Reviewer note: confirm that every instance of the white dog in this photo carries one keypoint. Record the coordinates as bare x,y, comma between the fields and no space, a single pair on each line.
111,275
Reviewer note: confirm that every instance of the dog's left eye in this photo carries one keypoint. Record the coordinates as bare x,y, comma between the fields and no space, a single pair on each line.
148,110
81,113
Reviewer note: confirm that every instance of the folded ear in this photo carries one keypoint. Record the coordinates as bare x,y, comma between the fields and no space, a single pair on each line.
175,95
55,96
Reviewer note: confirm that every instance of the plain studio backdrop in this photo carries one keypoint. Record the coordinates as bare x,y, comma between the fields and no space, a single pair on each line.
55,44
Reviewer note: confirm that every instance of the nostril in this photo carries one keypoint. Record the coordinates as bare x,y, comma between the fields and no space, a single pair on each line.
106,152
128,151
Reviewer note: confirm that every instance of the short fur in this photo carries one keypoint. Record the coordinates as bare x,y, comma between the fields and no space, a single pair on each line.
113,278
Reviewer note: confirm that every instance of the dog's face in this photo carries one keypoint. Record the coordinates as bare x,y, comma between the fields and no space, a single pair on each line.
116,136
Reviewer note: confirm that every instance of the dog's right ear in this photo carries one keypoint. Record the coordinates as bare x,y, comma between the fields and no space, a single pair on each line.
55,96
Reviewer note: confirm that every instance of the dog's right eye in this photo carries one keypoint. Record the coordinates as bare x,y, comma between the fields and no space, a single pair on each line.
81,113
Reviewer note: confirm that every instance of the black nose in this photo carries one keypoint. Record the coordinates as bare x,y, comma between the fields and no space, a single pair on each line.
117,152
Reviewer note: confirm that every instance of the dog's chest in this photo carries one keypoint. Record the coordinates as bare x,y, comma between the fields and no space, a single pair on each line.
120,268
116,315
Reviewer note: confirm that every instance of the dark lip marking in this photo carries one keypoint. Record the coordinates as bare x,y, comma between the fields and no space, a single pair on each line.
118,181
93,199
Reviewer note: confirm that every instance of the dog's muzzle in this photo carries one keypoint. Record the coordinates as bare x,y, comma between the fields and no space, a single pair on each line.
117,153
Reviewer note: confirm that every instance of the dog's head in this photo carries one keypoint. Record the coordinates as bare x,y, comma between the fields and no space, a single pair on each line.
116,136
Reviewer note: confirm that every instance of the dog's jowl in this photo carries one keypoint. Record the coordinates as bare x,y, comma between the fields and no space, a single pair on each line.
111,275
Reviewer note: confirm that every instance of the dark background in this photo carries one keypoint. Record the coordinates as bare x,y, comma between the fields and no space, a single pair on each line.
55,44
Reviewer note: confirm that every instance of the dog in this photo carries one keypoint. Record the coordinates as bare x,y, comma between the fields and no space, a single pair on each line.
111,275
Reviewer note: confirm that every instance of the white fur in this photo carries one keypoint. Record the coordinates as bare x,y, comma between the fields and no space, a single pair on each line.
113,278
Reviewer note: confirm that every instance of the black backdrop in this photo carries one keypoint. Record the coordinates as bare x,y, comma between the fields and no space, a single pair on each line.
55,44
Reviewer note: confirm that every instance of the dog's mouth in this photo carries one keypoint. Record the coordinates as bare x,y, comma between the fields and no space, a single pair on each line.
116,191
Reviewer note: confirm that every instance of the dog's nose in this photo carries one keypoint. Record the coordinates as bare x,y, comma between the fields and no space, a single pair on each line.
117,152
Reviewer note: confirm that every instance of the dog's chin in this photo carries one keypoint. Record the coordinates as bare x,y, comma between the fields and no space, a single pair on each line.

--- To do ---
The records above must be set down again exactly as written.

--- Task solution ---
Reviewer note: confirm that every instance of the white dog in this photo carries one keypoint. Record the coordinates as bare x,y, comma between the fields and no space, a single pair on each line.
111,275
Reviewer note: confirm that every instance of the dog's left eye in this photo carries one keypoint. Record the coordinates as bare x,y, comma between the fields and no space, a single pair on each line.
148,110
81,113
Reviewer note: confirm that every instance of the folded ear in this photo carries one keypoint. Record the coordinates as bare x,y, comma between the fields and no space, a single pair on each line.
175,95
55,96
Reviewer note: confirm that every instance of the plain studio backdrop in this photo carries one keypoint. Record the coordinates as bare x,y, comma between the fields and no space, a single pair on each line.
55,44
Reviewer note: confirm that every instance of the nostril in this photo carries one keypoint. Record the coordinates as bare x,y, comma between the fields and no space, a single pair on each line.
106,152
128,151
Reviewer note: confirm that every instance of the short fur in this photo carries one keypoint. Record the coordinates as bare x,y, comma between the fields and no space, a single pair on each line.
113,278
Reviewer note: confirm that every instance of the dog's face in this photo carries one keypoint. Record the coordinates as bare x,y, comma between the fields and no space, a single pair on each line.
116,136
Reviewer note: confirm that every instance of the dog's right ear in this photo carries one keypoint. Record the coordinates as bare x,y, comma between the fields and no space, a single pair on each line.
55,96
Reviewer note: confirm that every instance of the dog's right eye in this photo carries one keypoint. Record the coordinates as bare x,y, comma between the fields and no space, a single pair on each line.
81,113
Reviewer note: confirm that every instance of the black nose in this photo carries one keypoint. Record the coordinates as bare x,y, comma between the fields and no space, a single pair on each line.
117,152
Reviewer note: confirm that every instance of the dog's chest in this photo carries one keypoint. Record the coordinates as bare x,y, comma between the fields and no space, a single pair on each line.
120,268
116,315
Reviewer note: confirm that every instance of the dark lip marking in this photo carries one keypoint. Record the coordinates as bare x,y, comma between the fields and no space, a single pair on each line.
118,181
93,199
Reviewer note: confirm that every instance of the dog's muzzle in this photo carries one keypoint. Record the coordinates as bare x,y, comma between the fields and no space, a single pair on each line.
117,153
Reviewer note: confirm that every instance of the dog's head in this photo carries one keypoint. Record the coordinates as bare x,y, comma between the fields and no space, a single pair on each line.
116,136
Reviewer note: confirm that every instance of the dog's jowl in this photo carries one keypoint. Record the coordinates as bare x,y, comma between the fields and no space, a single pair on each line.
111,275
Reviewer note: confirm that every instance of the dark background in this photo carries one keypoint. Record the coordinates as bare x,y, comma between the fields and no space, a single pair on each line.
55,44
Reviewer note: confirm that every instance of the dog in this photo carries one keypoint. Record the coordinates as bare x,y, comma between the fields and no space, a single pair on each line.
111,275
Reviewer note: confirm that every instance of the white fur in this photo carries one keypoint. Record the coordinates as bare x,y, comma between the fields and no space, a single pair on each line.
113,278
Reviewer note: confirm that every instance of the black backdrop in this photo carries one keypoint. Record the coordinates as bare x,y, comma between the fields and no space, a single pair on each line.
55,44
Reviewer note: confirm that every instance of the dog's mouth in this photo carries one keypoint. Record the coordinates as bare x,y, comma between the fields and no space, a single pair on each line.
116,191
Reviewer note: confirm that every instance of the dog's nose in this photo carries one keypoint. Record the coordinates as bare x,y, comma between the fields and no space, a single pair on each line.
117,152
Reviewer note: confirm that every instance of the dog's chin in this photo carries one keypoint. Record the coordinates as bare x,y, comma between the fields and no space, a single pair on each line.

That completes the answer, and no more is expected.